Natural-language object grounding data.
════
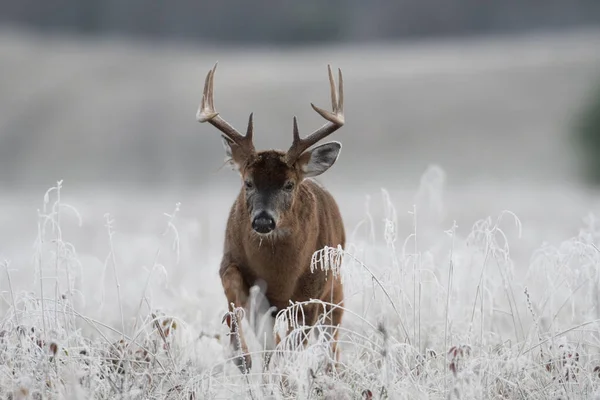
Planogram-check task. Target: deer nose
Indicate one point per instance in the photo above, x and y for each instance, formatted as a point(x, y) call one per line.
point(263, 223)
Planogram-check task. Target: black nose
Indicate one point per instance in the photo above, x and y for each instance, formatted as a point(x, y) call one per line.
point(263, 223)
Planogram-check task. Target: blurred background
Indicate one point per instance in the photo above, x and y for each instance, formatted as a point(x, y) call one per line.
point(105, 92)
point(460, 108)
point(496, 103)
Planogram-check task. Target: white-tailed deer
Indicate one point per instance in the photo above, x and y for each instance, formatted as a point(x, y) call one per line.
point(293, 216)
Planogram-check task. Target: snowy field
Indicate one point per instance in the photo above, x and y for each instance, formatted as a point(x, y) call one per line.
point(468, 273)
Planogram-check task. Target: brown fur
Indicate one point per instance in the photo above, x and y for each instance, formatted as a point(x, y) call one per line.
point(282, 259)
point(295, 217)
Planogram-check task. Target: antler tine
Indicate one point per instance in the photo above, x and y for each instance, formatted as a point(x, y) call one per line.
point(335, 119)
point(207, 113)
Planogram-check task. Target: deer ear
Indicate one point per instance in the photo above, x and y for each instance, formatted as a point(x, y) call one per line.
point(318, 160)
point(230, 147)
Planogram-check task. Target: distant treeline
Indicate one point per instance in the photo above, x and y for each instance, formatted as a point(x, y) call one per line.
point(306, 21)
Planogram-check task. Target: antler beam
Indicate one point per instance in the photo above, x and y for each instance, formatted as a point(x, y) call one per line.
point(335, 120)
point(207, 113)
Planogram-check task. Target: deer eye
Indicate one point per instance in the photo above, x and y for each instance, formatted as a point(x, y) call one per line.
point(289, 185)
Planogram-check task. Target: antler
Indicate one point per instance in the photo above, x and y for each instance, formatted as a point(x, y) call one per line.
point(335, 120)
point(206, 112)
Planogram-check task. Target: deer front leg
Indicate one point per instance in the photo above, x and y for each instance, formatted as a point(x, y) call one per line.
point(236, 291)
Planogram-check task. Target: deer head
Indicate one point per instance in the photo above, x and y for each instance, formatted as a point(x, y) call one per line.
point(272, 178)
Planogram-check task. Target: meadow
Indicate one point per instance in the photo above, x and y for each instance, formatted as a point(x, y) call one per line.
point(469, 274)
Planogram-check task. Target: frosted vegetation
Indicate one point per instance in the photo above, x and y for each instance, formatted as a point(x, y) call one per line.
point(431, 314)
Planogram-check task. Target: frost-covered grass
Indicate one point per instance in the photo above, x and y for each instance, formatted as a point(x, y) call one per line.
point(438, 312)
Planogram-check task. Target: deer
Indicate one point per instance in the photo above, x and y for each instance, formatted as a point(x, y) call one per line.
point(279, 219)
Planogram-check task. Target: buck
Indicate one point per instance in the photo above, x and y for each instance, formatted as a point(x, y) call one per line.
point(293, 215)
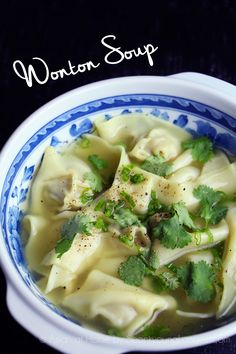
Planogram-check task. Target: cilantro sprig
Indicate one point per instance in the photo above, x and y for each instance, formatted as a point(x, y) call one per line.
point(171, 232)
point(97, 162)
point(211, 208)
point(86, 195)
point(154, 331)
point(157, 165)
point(127, 175)
point(198, 280)
point(201, 148)
point(77, 224)
point(165, 281)
point(125, 172)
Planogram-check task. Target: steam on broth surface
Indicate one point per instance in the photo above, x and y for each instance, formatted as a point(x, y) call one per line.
point(132, 229)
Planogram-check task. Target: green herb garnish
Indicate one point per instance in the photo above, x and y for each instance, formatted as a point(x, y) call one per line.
point(183, 215)
point(127, 239)
point(154, 332)
point(76, 224)
point(125, 172)
point(165, 281)
point(154, 204)
point(100, 204)
point(128, 198)
point(101, 224)
point(137, 178)
point(86, 196)
point(198, 280)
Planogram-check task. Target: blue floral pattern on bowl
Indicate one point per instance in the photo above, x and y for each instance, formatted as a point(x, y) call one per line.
point(197, 118)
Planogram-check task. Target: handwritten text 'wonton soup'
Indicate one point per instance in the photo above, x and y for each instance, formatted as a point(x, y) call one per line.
point(115, 55)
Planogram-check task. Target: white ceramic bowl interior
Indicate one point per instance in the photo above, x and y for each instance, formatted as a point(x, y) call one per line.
point(198, 103)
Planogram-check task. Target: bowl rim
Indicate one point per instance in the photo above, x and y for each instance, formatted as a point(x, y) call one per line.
point(25, 293)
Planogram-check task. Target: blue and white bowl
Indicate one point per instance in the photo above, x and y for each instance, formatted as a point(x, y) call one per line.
point(195, 102)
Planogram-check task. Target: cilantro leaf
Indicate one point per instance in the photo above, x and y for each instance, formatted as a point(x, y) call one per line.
point(124, 217)
point(100, 224)
point(125, 172)
point(76, 224)
point(154, 332)
point(171, 234)
point(165, 281)
point(95, 181)
point(152, 259)
point(198, 280)
point(128, 198)
point(127, 239)
point(184, 274)
point(115, 332)
point(183, 214)
point(86, 196)
point(137, 178)
point(210, 210)
point(97, 162)
point(112, 206)
point(154, 204)
point(100, 204)
point(157, 165)
point(202, 148)
point(132, 271)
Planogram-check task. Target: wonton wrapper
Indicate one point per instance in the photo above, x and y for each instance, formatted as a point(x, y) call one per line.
point(122, 306)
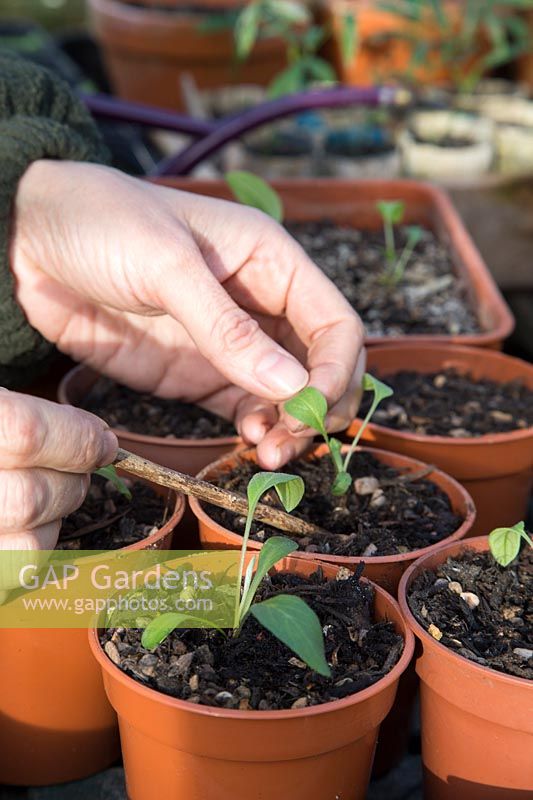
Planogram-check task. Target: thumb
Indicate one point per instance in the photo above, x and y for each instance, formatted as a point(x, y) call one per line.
point(227, 335)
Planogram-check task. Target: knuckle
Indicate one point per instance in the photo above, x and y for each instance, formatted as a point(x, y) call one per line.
point(90, 446)
point(236, 330)
point(23, 496)
point(21, 429)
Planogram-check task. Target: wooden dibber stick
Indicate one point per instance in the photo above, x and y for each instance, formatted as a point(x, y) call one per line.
point(232, 501)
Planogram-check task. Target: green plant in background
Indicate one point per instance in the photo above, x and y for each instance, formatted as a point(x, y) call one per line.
point(392, 213)
point(291, 21)
point(480, 36)
point(505, 543)
point(250, 190)
point(310, 407)
point(287, 617)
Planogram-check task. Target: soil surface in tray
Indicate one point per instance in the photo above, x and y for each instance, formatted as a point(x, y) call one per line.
point(125, 409)
point(431, 298)
point(498, 632)
point(255, 670)
point(449, 403)
point(107, 520)
point(384, 514)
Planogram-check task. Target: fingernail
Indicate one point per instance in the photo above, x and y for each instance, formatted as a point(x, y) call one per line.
point(281, 374)
point(109, 448)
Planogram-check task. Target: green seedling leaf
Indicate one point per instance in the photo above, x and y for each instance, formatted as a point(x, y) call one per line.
point(250, 190)
point(248, 577)
point(289, 81)
point(273, 550)
point(380, 389)
point(317, 69)
point(335, 448)
point(349, 38)
point(505, 543)
point(391, 211)
point(110, 474)
point(310, 407)
point(159, 628)
point(290, 490)
point(246, 30)
point(291, 621)
point(293, 13)
point(341, 484)
point(414, 234)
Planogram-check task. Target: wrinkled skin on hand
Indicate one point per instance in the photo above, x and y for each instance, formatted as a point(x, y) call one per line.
point(178, 295)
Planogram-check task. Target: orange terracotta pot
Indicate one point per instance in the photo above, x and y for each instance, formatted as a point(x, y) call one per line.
point(146, 50)
point(386, 571)
point(172, 748)
point(56, 723)
point(497, 470)
point(477, 723)
point(353, 203)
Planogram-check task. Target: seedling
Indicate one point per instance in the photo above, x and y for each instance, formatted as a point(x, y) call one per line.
point(110, 474)
point(505, 543)
point(287, 617)
point(392, 213)
point(310, 407)
point(250, 190)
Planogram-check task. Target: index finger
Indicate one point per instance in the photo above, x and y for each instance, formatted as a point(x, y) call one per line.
point(327, 325)
point(38, 433)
════
Task item. What is needed here is an exact transcription of every record above, with images excluded.

Your response.
Planogram-check task. Target: deer nose
Indicate one point per instance in the photo above, x and y for each instance, formatted as a point(x, y) call one per line.
point(263, 223)
Planogram-check task. Target: black nose
Indicate one point per instance in the photo above, x and y for each instance, formatted as a point(x, y) call one per line.
point(263, 223)
Planogram-check task. Target: blurred background
Indicate one point per instance in the photo above, x and y for each instance, formatted as a point(x, y) call one per line.
point(105, 92)
point(460, 108)
point(496, 103)
Planogram-check task. Target: white-tailed deer
Indicate one point per instance in the photo above, x and y for each instance, formatted as a point(x, y) call one per line.
point(293, 216)
Planogram-check task. Target: snowy field
Indicate one point per instance in the photo above, x and y for each instance, formatted as a point(x, y) call one per line.
point(468, 273)
Planogram-check task. Target: brown fur
Indicate one point per instance in the photo above, x and y for each instance, formatted as a point(x, y) call one per line.
point(282, 259)
point(295, 217)
Planogram-check task. Target: antler tine
Indicate one point per instance in the photo above, x and y for each instance, formatted as a point(x, y) call one per line.
point(335, 119)
point(207, 113)
Planogram-check task. Target: deer ear
Indicate one point per instance in the photo above, x and y for each instance, formatted as a point(x, y) call one per line.
point(318, 160)
point(230, 147)
Planogram-check task. Target: distant treeline
Indicate one point per instance in the photo above, x and y for each instance, formatted as a point(x, y) call one per line.
point(306, 21)
Planogram-check task. Target: antler beam
Indicate one point per instance in the photo above, x and y for each instance, formatted as a point(x, y) call one per line.
point(335, 120)
point(207, 113)
Planogram-check task. Target: deer eye
Indicate one point per instance in the photo above, x and y for each instance, formatted as a point(x, y) call one per line.
point(289, 185)
Planogram-check task. Target: antler
Indicate one point per instance in the photo above, x and y for each instance, formatted as a point(x, y) call one per line.
point(335, 120)
point(206, 112)
Planogram-check task. Target: deer front leg
Indicate one point per instance in the photo above, x and y for each instance, formatted as a point(x, y) call one per line.
point(236, 291)
Planogram-check task. Target: deer head
Indicate one point per instance in the photo above, x and y for each instance, formatted as a point(x, y) call one per line.
point(272, 178)
Planogram-check task. Target: meadow
Indicate one point per instance in the photo above, x and y for each instance, formatted as a point(x, y) call one per line.
point(469, 274)
Planogram-check task. Target: frosted vegetation
Indicate one point per instance in the photo above, x and y for each instance, formatted as a point(x, y) call one per line.
point(431, 314)
Planogram-check task. Target: frost-covered grass
Indicate one point per instance in the photo above, x and y for each instance, formatted as a point(x, y) call one per line.
point(438, 312)
Planogram-check task. Target: deer
Indicate one point per instance in the photo above, x and y for each instance, formatted as a point(x, y) call one per line.
point(279, 219)
Planogram-check task. Target: buck
Indicate one point per instance in the photo above, x and y for each instance, formatted as a point(x, y) call one per line.
point(293, 215)
Planogram-check task. Target: cilantro sprig
Indicate one point per instance in the photo above, x and y for each instance, formatted as a point(x, y) call one per line.
point(171, 232)
point(97, 162)
point(211, 208)
point(86, 195)
point(154, 331)
point(157, 165)
point(127, 175)
point(198, 280)
point(201, 148)
point(77, 224)
point(165, 281)
point(125, 172)
Planogram-check task. Target: steam on broth surface
Indicate one point per instance in the photo above, x and y for each instance, formatted as a point(x, y) call one per line.
point(132, 229)
Planogram-check task. Target: green herb garnish
Indicate one point per instance in the photo above, x and y for each instance, formatted as a point(x, y) call one per line.
point(183, 215)
point(127, 239)
point(154, 332)
point(76, 224)
point(125, 172)
point(165, 281)
point(154, 204)
point(100, 204)
point(128, 198)
point(101, 224)
point(137, 178)
point(86, 196)
point(198, 280)
Planogram-check task. Target: blue floral pattern on bowl
Indicate one point per instance in the photo above, x and y for each instance, formatted as a point(x, y) call one per line.
point(197, 118)
Planogram-check task. Target: handwritten text 'wonton soup'
Indicate one point per instance in the photo above, x and y for each instance, formatted as a point(x, y) call one per line.
point(115, 55)
Planogram-check task. Target: white ceramic bowl interior
Indicate one point per instance in the photo above, x and y for each instance, formatted as a point(x, y) call one per line.
point(198, 103)
Planogram-check task. Target: bowl rim
Indicate one point per instance in the photo above, x and y for each instance, formatted as a point(x, y) call one per line.
point(25, 293)
Planogram-check task. Target: blue and white bowl
Indicate one point per instance in the photo above, x and y for each instance, formatted as a point(x, y) call one per line.
point(195, 102)
Planogram-check task. Target: cilantro leaf
Indicate one point per instance in the photo above, x and y for each instance, formatted as a point(x, y) call one per line.
point(124, 217)
point(100, 224)
point(125, 172)
point(76, 224)
point(154, 332)
point(171, 234)
point(165, 281)
point(95, 181)
point(152, 259)
point(198, 280)
point(128, 198)
point(127, 239)
point(184, 274)
point(115, 332)
point(183, 214)
point(86, 196)
point(137, 178)
point(210, 210)
point(97, 162)
point(112, 206)
point(154, 204)
point(100, 204)
point(157, 165)
point(202, 148)
point(132, 271)
Planogram-check task. Target: wonton wrapper
Indicate one point per instance in the photo above, x and y for each instance, formatted as a point(x, y) call one per line.
point(122, 306)
Planogram-check task. Target: thumb
Indicate one point per instance in the photo above, x and y for each instance, formatted as a point(x, y) call one per line.
point(227, 335)
Planogram-check task. Target: knuckle
Indicate one point per instance in the photo above, x and y for each instance, formatted as a point(x, y) call one per line.
point(90, 446)
point(236, 330)
point(23, 496)
point(21, 429)
Planogram-check task. Target: wooden dibber stick
Indicate one point per instance in the photo above, x and y for each instance, formatted as a point(x, y) call one per line.
point(232, 501)
Planogram-check task. Target: green plant in background
Indicate one point per instance in the photo above, x and y for each instance, formatted as a point(x, y) call one per line.
point(392, 213)
point(291, 21)
point(480, 36)
point(505, 543)
point(250, 190)
point(310, 407)
point(287, 617)
Planogram-check task. Target: soil surface in tray
Indicate one point per instance in the photo above, x and y for each instance, formatted as a point(x, y) call one per line.
point(125, 409)
point(431, 298)
point(498, 632)
point(255, 670)
point(449, 403)
point(107, 520)
point(384, 514)
Planogram-check task. Target: fingernail
Indicate one point per instance in the photo above, x and y for each instance, formatted as a point(x, y) call one per line.
point(281, 374)
point(109, 448)
Planogram-check task. Target: green seedling leaf
Indicate one point per instance in the photo above, x and y for each instance, formatted as a point(x, y) call one per line.
point(250, 190)
point(248, 577)
point(289, 81)
point(273, 550)
point(380, 389)
point(317, 69)
point(335, 448)
point(349, 38)
point(505, 543)
point(391, 211)
point(110, 474)
point(310, 407)
point(159, 628)
point(290, 490)
point(246, 30)
point(291, 621)
point(293, 13)
point(341, 484)
point(414, 234)
Planogram-check task. Target: wrinkled skin on hand
Indicate one point per instance in the photo above, x and y for each instance, formatted as a point(x, y) call one per line.
point(178, 295)
Planogram-check task. Target: orange terracotta pot
Indicate one point per instance in the photo above, x and y for each instance, formatted as a point(x, y) call one per line.
point(146, 50)
point(386, 571)
point(172, 748)
point(56, 723)
point(497, 470)
point(477, 723)
point(353, 203)
Planogram-check task. Target: seedling
Indicate one point per instance in the photo above, x and y for each instance, formatted as a point(x, y) call one per line.
point(110, 474)
point(505, 543)
point(287, 617)
point(392, 213)
point(310, 407)
point(250, 190)
Planogram-check task. Target: index finger
Indicate one point per instance in the photo above, x and y for each instance, formatted as a point(x, y) call one per line.
point(327, 325)
point(38, 433)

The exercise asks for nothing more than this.